**Assignment**
Give back each line of the listing below that contains the string "chest".

**Data excerpts**
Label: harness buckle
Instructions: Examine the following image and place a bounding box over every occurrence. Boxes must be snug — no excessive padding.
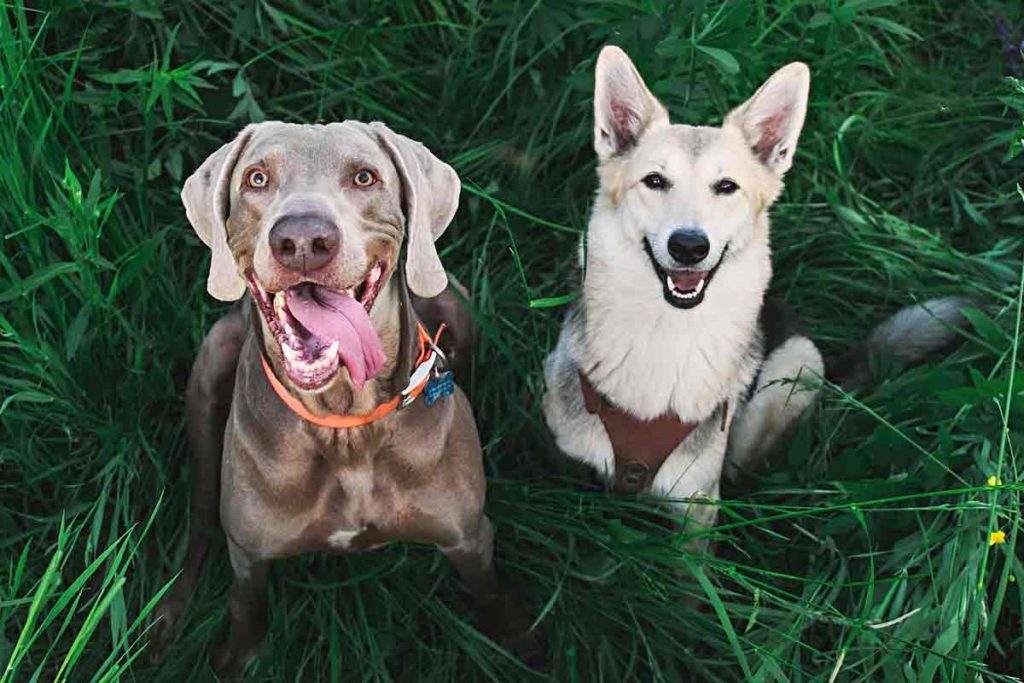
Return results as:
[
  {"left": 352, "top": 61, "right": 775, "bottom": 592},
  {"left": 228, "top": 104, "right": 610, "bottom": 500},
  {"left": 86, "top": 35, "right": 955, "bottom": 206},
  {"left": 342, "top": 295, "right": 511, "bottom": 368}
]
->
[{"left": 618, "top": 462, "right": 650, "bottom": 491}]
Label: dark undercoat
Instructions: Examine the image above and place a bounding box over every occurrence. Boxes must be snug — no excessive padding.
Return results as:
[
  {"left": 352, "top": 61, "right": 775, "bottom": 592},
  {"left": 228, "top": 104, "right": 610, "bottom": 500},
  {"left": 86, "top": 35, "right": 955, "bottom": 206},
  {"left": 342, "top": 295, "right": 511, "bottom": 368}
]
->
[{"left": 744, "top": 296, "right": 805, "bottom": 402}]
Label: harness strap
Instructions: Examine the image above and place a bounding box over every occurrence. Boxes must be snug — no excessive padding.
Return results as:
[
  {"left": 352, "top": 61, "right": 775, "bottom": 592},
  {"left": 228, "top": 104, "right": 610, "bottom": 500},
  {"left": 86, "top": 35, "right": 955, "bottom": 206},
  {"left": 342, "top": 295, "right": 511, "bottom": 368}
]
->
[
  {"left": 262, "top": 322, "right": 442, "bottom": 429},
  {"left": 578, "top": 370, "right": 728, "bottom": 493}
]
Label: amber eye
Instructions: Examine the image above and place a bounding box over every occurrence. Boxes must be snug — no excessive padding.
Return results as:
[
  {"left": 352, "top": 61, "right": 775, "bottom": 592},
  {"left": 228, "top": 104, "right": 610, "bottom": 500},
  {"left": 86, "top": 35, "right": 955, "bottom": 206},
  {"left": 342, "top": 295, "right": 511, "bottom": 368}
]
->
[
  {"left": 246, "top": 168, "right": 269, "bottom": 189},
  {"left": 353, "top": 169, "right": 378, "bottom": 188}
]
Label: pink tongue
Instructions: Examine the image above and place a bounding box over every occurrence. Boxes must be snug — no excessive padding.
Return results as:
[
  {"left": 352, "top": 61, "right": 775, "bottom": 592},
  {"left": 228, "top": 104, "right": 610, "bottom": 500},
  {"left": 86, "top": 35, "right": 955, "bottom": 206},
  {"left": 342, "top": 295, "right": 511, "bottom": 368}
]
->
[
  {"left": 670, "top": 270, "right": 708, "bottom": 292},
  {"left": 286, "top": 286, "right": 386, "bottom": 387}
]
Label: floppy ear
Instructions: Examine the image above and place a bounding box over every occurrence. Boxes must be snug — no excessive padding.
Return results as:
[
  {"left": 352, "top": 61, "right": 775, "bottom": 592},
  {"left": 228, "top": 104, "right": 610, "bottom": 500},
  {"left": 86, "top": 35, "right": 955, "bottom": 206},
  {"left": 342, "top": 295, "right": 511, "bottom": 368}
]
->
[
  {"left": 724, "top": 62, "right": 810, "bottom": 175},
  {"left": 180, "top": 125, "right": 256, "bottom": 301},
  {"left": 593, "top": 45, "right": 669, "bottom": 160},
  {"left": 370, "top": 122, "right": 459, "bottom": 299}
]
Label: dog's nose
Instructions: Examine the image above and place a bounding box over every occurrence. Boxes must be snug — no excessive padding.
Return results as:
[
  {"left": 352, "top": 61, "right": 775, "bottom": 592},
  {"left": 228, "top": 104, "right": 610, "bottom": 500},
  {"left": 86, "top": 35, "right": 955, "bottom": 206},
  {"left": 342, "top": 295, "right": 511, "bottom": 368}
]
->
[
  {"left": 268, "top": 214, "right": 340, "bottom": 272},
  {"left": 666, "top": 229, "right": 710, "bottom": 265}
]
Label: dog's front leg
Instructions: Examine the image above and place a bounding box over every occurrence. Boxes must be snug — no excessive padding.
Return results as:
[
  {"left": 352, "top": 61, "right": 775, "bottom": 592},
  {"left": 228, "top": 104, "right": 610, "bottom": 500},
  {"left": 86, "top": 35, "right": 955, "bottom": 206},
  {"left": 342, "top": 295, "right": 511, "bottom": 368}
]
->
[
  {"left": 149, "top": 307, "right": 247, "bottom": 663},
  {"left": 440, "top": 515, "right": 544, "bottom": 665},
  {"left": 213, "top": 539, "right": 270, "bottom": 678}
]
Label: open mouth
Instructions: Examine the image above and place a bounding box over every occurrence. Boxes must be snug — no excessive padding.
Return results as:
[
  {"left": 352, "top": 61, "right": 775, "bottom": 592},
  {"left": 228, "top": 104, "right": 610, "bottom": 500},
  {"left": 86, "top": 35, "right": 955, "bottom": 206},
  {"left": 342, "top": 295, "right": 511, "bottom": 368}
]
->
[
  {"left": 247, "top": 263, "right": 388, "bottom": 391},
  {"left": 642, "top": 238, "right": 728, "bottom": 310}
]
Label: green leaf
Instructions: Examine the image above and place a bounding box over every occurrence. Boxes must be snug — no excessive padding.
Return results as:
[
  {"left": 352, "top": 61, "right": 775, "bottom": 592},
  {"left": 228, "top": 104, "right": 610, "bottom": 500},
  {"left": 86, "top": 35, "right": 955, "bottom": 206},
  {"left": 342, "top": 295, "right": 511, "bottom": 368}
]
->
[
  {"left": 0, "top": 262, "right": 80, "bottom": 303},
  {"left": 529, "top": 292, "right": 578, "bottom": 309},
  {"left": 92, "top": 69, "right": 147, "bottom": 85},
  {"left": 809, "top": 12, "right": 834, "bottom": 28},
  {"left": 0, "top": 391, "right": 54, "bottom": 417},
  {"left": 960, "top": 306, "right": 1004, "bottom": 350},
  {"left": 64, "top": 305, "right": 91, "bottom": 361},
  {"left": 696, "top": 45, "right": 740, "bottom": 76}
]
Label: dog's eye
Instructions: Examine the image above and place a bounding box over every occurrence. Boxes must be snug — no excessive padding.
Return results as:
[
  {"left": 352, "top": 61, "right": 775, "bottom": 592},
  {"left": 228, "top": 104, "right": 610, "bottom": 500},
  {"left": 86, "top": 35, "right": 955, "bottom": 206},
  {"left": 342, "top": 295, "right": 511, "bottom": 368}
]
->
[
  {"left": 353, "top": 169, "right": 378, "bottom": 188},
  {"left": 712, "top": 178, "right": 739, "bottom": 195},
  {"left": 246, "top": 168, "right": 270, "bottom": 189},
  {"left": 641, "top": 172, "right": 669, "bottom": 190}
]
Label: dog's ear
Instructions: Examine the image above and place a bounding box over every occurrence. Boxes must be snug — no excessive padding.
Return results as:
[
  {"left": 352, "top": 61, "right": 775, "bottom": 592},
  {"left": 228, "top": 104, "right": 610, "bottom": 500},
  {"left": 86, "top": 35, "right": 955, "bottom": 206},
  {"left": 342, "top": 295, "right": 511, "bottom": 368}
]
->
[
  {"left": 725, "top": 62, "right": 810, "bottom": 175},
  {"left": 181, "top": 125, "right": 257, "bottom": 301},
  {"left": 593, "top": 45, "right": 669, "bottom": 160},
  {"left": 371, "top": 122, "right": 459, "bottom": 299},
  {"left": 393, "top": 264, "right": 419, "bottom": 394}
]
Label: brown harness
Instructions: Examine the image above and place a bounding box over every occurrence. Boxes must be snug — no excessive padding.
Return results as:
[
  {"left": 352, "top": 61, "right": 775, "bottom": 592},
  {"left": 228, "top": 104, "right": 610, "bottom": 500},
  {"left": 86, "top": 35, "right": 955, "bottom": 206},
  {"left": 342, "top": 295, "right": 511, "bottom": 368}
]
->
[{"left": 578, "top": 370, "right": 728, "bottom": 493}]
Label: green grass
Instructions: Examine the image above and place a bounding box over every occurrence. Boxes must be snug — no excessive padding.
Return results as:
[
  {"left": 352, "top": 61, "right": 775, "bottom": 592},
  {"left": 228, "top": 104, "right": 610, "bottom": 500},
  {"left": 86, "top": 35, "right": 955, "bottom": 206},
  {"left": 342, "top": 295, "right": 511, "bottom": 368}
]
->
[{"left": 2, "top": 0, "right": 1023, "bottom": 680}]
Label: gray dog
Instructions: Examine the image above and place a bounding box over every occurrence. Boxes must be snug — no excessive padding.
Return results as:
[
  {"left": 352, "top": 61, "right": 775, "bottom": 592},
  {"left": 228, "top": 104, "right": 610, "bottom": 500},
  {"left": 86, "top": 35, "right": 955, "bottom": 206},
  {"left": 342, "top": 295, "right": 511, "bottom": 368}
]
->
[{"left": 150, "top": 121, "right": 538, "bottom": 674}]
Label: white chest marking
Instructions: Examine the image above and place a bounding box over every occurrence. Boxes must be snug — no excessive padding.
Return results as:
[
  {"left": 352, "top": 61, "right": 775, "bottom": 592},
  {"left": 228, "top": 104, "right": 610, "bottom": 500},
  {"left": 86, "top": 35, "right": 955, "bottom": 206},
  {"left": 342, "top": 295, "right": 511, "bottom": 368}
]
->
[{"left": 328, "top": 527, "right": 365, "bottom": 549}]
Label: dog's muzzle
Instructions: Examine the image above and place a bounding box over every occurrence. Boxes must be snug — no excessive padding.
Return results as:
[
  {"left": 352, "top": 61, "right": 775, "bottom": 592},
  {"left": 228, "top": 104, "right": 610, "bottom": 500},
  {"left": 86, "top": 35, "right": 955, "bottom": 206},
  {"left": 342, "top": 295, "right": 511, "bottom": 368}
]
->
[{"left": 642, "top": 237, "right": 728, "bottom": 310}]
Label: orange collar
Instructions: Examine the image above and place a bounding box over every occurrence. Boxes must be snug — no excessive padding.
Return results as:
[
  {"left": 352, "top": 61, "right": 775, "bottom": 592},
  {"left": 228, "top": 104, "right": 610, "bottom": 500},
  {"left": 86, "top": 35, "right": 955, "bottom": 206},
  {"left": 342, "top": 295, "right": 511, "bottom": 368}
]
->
==
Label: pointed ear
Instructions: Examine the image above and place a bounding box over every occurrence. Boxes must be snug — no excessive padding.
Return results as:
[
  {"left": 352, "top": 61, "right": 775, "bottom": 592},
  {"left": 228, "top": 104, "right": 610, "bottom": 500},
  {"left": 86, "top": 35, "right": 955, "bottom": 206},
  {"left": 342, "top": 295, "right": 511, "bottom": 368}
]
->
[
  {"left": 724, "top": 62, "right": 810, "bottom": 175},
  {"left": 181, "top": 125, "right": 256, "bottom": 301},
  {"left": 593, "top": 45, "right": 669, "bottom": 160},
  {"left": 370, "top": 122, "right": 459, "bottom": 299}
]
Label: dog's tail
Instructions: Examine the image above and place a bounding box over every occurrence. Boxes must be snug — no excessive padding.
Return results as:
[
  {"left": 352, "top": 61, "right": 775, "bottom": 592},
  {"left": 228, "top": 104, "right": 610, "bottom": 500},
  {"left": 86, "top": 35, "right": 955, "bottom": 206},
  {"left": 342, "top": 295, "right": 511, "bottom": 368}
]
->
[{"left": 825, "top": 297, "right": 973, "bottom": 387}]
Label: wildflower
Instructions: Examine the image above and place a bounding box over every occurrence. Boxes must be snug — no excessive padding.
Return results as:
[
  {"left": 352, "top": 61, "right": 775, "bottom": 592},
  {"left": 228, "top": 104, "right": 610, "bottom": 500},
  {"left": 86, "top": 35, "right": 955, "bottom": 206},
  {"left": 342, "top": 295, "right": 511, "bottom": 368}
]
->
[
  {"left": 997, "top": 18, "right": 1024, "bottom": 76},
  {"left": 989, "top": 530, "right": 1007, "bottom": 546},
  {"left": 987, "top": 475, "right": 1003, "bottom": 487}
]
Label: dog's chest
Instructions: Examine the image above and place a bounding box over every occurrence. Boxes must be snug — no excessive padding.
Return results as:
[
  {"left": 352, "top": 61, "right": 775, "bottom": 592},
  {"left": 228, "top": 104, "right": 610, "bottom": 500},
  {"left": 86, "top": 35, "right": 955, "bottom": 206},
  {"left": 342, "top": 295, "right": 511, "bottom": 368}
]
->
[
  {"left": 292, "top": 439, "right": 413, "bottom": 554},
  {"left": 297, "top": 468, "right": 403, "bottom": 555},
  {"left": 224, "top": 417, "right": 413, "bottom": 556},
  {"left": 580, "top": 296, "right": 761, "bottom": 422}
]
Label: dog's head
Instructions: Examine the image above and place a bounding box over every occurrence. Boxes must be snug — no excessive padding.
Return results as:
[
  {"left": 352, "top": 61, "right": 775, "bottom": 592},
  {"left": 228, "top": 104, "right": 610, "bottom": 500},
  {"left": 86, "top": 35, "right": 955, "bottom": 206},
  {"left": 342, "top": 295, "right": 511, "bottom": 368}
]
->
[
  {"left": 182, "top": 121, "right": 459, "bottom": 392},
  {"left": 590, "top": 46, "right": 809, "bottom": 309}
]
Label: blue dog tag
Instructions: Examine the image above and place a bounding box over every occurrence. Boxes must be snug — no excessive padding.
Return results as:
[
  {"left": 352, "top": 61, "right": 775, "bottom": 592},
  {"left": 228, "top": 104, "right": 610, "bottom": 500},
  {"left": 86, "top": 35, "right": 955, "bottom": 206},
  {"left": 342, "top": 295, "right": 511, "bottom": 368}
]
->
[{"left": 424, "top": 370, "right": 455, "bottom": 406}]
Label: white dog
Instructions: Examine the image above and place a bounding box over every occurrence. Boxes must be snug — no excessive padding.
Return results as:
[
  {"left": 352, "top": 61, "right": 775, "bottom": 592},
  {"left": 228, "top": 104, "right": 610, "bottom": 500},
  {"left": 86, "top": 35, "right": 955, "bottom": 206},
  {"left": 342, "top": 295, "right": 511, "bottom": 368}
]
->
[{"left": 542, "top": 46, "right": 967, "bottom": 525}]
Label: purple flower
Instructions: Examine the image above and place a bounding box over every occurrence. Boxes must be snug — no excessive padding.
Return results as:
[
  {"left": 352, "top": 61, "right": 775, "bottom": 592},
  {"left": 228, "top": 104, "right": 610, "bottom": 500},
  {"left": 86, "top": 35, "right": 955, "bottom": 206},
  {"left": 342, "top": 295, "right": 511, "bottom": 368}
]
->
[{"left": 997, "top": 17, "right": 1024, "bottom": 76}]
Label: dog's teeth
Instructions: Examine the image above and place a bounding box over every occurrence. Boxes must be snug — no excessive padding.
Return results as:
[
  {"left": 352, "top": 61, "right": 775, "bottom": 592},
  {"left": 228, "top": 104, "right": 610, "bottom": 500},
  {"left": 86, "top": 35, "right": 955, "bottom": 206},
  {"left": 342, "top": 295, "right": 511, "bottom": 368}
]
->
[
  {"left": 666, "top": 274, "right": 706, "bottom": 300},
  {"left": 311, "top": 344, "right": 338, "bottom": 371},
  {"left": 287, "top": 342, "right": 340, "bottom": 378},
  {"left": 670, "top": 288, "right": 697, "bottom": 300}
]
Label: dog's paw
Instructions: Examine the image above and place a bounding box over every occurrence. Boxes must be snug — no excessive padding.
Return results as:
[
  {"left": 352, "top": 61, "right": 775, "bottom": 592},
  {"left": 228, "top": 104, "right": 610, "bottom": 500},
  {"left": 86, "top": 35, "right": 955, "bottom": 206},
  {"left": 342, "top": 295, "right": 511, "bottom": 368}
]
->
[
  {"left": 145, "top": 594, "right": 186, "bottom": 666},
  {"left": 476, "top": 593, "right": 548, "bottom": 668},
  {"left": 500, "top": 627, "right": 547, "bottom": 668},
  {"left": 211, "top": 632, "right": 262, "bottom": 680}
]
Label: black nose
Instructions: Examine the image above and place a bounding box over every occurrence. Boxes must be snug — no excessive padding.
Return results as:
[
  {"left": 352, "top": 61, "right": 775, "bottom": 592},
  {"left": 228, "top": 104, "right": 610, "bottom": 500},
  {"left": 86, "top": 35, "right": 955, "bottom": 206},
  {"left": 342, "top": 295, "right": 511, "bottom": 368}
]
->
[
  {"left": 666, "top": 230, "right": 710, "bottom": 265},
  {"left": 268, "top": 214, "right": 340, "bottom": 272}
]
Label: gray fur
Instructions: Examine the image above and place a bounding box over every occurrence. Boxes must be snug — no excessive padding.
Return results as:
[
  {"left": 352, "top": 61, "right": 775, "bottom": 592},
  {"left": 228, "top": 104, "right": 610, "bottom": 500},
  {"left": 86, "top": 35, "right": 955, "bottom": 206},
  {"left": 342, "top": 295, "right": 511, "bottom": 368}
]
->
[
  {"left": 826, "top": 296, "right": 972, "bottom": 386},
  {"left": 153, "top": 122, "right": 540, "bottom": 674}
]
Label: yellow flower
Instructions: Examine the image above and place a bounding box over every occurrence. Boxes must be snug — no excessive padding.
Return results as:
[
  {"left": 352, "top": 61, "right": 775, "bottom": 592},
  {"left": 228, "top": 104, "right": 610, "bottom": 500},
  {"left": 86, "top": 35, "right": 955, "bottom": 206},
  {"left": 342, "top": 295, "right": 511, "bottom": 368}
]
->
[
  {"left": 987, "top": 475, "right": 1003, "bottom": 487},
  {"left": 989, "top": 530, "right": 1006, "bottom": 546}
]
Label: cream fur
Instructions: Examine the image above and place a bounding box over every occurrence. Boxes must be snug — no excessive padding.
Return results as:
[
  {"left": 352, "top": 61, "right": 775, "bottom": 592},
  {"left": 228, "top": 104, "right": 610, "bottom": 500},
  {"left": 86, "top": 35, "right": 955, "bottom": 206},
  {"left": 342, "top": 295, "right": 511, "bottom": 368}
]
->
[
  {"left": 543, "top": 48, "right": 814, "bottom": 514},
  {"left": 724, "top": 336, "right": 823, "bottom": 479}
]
* * *
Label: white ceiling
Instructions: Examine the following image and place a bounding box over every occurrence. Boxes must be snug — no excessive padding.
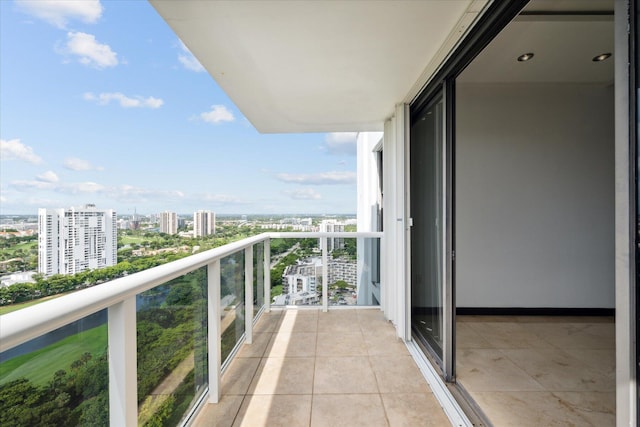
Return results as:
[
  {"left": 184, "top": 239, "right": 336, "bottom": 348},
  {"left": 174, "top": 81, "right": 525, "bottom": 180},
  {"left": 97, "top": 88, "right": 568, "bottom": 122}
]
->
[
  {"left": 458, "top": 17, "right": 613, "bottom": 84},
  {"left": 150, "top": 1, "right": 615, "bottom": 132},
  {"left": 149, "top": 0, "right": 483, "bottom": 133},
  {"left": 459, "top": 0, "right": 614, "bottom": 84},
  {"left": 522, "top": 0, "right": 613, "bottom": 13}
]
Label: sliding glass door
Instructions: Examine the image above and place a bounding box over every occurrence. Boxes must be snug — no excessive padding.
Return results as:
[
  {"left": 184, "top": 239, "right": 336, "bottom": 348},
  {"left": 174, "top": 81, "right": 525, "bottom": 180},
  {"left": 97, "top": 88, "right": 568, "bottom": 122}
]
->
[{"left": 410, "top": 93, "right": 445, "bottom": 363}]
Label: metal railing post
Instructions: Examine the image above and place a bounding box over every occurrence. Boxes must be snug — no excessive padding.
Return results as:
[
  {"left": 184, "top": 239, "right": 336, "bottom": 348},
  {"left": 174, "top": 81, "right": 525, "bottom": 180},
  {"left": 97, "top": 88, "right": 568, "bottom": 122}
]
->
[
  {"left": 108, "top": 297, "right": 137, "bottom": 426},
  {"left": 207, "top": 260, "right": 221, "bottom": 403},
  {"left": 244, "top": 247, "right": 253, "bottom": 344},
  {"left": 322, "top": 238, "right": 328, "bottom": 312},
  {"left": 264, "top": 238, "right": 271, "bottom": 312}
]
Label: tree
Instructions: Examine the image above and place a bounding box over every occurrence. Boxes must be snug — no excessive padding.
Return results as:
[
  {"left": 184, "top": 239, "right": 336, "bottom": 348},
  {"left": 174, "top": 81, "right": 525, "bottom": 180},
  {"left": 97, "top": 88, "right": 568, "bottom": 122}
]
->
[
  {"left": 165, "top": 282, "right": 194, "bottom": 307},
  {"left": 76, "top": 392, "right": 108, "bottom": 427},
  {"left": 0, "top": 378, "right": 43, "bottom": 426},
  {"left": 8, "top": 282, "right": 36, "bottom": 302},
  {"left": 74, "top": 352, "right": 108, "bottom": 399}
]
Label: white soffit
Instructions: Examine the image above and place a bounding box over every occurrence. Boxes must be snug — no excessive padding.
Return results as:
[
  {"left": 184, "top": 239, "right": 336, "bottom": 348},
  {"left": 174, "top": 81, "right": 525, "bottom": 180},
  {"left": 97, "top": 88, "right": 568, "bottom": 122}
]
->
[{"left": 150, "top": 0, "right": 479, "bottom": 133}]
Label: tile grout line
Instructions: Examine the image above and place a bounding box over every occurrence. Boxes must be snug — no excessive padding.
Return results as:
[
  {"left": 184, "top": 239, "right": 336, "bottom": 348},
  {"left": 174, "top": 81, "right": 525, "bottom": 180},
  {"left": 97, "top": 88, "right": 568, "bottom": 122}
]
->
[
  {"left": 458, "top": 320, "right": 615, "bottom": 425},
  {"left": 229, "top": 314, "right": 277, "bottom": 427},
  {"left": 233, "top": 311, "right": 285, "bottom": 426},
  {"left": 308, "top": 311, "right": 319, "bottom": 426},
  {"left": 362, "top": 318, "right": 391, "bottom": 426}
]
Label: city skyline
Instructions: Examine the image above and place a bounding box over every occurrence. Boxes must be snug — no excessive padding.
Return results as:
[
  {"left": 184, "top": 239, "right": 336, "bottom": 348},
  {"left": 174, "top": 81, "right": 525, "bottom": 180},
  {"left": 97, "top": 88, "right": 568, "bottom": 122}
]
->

**Task output**
Label: white chest marking
Label: dog's chest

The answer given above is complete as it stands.